Task statement: Your task is to repeat, word for word, the line containing "Place one point per instance of the thick" and all lines that follow it to the end of the material, and no other lines.

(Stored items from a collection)
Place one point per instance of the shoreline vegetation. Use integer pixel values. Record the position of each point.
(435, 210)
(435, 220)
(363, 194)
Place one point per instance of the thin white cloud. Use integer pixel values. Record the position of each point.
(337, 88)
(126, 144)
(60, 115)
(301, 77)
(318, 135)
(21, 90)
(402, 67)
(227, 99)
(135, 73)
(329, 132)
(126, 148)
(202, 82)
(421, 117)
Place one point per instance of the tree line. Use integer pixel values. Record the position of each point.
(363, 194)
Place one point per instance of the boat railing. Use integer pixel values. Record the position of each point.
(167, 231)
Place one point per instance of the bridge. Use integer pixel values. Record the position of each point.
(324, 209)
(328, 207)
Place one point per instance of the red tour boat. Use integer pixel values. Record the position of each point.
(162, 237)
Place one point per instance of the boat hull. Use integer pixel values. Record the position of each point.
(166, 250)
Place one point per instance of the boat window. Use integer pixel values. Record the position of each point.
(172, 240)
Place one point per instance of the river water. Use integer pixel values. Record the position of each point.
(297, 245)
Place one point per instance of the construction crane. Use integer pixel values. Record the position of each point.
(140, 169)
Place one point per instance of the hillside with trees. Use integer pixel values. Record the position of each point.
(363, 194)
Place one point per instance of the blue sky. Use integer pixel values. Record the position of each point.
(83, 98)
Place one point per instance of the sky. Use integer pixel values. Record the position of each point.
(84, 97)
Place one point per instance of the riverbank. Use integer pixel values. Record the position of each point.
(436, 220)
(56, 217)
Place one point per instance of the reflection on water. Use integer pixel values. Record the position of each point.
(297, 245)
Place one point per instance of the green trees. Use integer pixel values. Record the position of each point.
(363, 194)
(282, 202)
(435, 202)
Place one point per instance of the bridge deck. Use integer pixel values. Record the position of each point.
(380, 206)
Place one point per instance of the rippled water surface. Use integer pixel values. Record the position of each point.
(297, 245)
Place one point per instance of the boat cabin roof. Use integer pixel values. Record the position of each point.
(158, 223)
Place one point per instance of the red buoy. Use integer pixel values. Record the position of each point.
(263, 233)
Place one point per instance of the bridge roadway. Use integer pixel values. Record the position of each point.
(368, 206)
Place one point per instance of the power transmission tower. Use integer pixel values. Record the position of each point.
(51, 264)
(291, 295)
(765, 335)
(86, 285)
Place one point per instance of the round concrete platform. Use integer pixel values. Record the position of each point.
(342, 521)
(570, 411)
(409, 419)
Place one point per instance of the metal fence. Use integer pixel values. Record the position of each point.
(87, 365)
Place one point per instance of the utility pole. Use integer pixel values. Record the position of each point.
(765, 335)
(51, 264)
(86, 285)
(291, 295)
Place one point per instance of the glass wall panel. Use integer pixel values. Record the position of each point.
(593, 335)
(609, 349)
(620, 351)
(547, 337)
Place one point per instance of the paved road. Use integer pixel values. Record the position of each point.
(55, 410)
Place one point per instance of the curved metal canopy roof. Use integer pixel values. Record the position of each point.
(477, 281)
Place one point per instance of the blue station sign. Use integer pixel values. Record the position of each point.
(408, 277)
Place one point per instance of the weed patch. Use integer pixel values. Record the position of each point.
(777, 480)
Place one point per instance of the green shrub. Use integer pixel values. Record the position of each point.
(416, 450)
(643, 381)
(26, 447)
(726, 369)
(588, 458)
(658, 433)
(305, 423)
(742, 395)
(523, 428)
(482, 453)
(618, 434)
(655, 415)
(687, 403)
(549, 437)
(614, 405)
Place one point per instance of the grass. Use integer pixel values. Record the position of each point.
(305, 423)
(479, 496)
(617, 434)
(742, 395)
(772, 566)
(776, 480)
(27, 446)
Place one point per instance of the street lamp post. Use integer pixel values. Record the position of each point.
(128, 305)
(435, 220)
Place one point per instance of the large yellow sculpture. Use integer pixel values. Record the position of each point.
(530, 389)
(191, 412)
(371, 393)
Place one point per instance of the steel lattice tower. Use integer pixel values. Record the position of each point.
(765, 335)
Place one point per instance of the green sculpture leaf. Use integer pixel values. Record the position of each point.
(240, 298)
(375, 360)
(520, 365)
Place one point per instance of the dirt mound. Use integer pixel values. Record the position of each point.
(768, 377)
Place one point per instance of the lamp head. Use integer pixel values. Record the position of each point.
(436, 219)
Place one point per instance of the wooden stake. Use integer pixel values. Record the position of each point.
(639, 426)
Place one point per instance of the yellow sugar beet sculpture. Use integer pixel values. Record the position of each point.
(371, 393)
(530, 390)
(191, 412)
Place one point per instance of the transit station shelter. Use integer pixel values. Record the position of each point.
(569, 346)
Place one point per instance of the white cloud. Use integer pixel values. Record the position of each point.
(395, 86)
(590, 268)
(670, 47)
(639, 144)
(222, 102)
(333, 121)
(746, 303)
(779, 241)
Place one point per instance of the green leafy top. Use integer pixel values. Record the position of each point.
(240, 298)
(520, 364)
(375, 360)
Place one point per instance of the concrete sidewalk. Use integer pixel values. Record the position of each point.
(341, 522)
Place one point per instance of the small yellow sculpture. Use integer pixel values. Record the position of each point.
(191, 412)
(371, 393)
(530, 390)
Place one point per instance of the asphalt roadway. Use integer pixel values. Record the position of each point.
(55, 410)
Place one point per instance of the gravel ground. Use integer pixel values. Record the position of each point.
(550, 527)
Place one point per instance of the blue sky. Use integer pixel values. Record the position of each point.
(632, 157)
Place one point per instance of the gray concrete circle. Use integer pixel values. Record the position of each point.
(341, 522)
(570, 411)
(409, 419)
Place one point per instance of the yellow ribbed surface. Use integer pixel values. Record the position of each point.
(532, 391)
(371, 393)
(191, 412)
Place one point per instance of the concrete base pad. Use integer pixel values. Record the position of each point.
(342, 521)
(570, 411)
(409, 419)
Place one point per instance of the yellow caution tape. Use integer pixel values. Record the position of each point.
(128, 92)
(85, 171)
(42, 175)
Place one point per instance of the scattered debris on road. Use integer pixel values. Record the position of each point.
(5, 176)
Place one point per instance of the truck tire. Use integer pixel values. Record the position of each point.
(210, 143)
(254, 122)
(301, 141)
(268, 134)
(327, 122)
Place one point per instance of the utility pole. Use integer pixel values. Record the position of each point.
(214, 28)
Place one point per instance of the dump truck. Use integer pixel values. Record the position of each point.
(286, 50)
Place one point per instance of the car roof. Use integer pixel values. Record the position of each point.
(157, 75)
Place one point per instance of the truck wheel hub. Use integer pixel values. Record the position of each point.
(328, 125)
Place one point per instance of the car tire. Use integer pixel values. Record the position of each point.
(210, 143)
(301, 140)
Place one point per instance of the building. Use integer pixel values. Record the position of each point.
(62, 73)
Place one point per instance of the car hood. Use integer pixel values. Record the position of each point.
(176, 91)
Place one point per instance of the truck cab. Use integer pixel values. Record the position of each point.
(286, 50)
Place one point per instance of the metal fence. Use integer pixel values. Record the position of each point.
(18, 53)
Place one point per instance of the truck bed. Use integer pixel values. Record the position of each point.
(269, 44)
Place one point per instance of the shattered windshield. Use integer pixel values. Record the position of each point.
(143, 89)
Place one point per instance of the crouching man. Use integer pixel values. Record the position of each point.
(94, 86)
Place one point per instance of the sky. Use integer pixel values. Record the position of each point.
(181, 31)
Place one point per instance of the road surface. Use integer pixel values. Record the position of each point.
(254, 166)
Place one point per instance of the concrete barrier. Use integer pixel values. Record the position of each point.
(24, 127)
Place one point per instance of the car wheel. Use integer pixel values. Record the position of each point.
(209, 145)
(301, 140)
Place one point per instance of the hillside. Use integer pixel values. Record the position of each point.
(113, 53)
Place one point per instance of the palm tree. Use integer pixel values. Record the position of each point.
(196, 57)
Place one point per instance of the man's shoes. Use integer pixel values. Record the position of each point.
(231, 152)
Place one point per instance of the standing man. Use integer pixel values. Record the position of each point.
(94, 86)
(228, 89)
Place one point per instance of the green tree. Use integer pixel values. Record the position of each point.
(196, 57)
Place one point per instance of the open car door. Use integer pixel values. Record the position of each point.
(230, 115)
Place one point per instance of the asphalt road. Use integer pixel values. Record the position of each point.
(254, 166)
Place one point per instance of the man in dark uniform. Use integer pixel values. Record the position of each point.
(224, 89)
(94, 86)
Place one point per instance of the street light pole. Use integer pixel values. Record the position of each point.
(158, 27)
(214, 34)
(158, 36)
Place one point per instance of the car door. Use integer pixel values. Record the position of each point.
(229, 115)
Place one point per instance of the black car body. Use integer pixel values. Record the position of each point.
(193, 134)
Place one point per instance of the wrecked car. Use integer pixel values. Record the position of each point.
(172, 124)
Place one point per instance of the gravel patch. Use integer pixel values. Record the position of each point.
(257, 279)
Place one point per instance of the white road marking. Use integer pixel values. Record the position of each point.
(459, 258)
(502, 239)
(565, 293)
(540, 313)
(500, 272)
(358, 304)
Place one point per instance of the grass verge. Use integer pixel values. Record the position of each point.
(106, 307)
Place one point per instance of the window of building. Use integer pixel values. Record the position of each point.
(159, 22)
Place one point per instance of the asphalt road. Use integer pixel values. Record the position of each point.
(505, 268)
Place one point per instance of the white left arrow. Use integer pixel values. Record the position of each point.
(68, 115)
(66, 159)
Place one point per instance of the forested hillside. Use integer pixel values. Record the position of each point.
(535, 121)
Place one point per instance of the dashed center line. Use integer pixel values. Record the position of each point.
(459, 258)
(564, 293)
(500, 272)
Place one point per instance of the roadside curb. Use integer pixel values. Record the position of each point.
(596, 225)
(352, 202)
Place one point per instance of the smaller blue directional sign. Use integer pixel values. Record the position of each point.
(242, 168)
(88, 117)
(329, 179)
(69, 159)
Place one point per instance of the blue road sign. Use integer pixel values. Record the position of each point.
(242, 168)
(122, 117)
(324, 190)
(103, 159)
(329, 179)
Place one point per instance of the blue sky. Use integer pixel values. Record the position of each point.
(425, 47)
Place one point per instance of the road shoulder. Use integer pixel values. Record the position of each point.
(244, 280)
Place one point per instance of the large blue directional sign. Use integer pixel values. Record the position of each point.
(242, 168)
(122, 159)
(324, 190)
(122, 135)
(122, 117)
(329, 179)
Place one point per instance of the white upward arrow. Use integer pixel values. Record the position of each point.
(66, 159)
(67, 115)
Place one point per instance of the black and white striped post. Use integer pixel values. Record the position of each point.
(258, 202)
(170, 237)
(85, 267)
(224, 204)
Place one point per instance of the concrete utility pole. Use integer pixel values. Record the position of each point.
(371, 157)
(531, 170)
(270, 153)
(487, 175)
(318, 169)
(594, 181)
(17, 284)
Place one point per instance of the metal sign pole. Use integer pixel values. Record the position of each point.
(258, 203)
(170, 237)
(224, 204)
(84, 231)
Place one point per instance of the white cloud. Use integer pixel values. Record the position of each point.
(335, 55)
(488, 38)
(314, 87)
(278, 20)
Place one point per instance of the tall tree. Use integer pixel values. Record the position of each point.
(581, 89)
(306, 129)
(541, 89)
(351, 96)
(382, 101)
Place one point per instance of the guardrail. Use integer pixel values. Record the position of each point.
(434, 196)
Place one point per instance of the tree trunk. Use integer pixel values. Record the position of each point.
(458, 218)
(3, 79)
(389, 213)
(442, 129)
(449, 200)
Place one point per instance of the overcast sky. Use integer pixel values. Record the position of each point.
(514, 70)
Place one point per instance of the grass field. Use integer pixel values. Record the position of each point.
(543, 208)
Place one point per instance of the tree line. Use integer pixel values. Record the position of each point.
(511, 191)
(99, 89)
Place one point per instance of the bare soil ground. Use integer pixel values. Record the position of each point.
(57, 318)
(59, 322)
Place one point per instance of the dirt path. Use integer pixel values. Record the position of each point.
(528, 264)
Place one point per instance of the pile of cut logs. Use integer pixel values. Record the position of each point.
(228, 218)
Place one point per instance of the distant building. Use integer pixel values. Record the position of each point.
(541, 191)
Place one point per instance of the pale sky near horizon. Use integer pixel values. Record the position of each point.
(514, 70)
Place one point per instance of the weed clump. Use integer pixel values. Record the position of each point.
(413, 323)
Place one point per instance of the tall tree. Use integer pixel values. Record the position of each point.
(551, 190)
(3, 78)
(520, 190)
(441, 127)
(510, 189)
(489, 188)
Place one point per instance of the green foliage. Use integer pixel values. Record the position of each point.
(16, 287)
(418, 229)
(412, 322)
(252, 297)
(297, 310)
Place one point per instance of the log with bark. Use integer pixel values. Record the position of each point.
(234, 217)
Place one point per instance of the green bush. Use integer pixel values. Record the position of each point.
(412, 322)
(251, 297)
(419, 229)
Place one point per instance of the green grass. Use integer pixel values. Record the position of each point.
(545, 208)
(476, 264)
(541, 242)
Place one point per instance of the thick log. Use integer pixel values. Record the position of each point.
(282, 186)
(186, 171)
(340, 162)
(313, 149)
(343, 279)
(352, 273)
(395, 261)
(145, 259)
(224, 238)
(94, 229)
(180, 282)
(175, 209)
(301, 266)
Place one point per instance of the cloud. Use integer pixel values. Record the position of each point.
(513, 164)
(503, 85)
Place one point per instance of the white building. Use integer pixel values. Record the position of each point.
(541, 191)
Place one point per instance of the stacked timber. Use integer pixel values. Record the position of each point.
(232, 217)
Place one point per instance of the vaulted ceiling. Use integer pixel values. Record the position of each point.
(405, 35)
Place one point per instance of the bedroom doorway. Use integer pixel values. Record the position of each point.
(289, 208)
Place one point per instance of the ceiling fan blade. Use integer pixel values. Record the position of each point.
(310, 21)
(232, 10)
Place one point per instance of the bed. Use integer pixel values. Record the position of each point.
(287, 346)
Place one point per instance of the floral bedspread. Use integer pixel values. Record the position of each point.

Response to the task:
Place one point per instance of the thick log. Use integer pixel values. Record the position of each point.
(282, 186)
(186, 171)
(340, 162)
(313, 149)
(343, 279)
(352, 273)
(395, 261)
(145, 259)
(224, 238)
(94, 229)
(180, 282)
(175, 209)
(301, 266)
Place one point per instance of the cloud. Use integer pixel values. Record the position of each point.
(513, 164)
(503, 85)
Place one point per instance of the white building. Use integer pixel values. Record the position of each point.
(541, 191)
Place one point per instance of the stacked timber. Use integer pixel values. Record the position of each point.
(232, 217)
Place one point per instance of the vaulted ceiling. Use integer pixel values. Record the position of each point.
(405, 35)
Place one point per instance of the bedroom doorway. Use integer pixel values. Record the position of each point.
(289, 208)
Place one point per instance of the ceiling fan blade. Use integer pixel values. Record the position of each point.
(310, 21)
(232, 10)
Place one point per instance of the bed. Use integer pixel values. Record the position of each point.
(287, 346)
Place one point per instance of the floral bedspread. Use integer pixel values. Record the position of each point.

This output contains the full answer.